Given text START

While Canadians travelling to the United States must be fully vaccinated they do not require a molecular test. Americans coming to Canada, however, do require that test. When American legislators met in Washington, D.C., last week with Prime Minister Justin Trudeau and members of his cabinet, the Americans pressed for changes to the border rules which would facilitate easier cross-border travel to help revive economies in border towns in both Canada and the U.S.
Another rule change, set to come into place on Jan. 15 would require all those now exempt from many border rule requirements, to be fully vaccinated. That group includes, for example, professional athletes but would also include essential workers like truck drivers.
Stephen Laskowski, the CEO of the Canadian Trucking Alliance, said if Ottawa insists on bringing in a vaccine mandate early in the new year, as many as 20 per cent of the 120,000 Canadian truck drivers who run international routes would quit.
The industry is already short 18,000 drivers, Laskowski said, and anything, such as a vaccine mandate, that worsens the labour situation will only further snarl supply chains and drive up consumer prices.
Moreover, Laskowski argues that truck drivers represent a relatively low public health threat given that the occupation is one characterized by solitary work.
“What we found over the last two years is that truck driving as an occupation is well below the national or local rate of contracting COVID-19,” Laskowski said. “So the risks are low among truck drivers.”
On Friday, as he announced the new rules, Health Minister Jean-Yves Duclos promised the government would monitor the rule changes on Canada’s COVID-19 infection rates and would be prepared to adjust if necessary.

Given text END
Data for analysis START

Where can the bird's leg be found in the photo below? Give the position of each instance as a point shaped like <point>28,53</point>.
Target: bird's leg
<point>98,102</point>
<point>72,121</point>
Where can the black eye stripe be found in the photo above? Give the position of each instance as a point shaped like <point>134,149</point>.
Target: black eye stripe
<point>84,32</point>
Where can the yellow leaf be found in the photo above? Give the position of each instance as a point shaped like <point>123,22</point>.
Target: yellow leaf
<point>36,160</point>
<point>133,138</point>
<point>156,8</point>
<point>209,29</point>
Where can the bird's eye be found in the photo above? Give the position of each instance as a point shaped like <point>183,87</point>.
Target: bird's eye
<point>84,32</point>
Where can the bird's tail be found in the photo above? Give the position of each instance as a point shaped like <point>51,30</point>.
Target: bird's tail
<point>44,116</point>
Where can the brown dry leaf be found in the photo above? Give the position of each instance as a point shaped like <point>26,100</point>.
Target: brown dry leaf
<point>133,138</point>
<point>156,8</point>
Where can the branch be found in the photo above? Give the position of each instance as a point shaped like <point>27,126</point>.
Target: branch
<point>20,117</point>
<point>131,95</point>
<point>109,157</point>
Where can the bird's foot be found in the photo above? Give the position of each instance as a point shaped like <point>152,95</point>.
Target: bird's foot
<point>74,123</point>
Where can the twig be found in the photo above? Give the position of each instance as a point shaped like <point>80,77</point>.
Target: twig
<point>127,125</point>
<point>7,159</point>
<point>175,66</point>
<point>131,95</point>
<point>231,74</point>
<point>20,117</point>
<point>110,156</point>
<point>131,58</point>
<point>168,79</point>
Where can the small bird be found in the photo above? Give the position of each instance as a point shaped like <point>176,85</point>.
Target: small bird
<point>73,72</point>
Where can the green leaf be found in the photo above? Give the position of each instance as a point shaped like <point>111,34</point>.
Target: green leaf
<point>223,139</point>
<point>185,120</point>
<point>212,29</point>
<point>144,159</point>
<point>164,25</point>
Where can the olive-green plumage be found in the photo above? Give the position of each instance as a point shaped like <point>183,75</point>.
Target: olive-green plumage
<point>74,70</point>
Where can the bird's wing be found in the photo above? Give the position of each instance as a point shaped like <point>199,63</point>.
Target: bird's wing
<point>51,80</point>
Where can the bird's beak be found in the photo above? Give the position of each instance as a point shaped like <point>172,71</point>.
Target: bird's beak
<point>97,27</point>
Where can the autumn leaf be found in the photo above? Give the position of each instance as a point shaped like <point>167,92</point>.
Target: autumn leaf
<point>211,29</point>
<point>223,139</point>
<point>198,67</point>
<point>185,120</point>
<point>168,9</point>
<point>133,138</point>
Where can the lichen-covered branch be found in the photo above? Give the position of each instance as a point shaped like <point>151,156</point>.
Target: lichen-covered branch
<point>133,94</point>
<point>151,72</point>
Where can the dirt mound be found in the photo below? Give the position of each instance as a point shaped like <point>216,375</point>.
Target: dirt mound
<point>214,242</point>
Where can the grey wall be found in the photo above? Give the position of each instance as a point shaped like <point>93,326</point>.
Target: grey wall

Data for analysis END

Please summarize the text on cross-border travel rules in two sentences.

Problem solution:
Canadians entering the United States must be fully vaccinated but need no molecular test, while Americans coming to Canada do need one, and American legislators meeting with Prime Minister Justin Trudeau pressed for changes to ease cross-border travel. A rule set for Jan. 15 would require exempt groups such as truck drivers to be fully vaccinated, and Canadian Trucking Alliance CEO Stephen Laskowski said up to 20 per cent of the 120,000 drivers on international routes would quit, worsening an existing shortage of 18,000 drivers.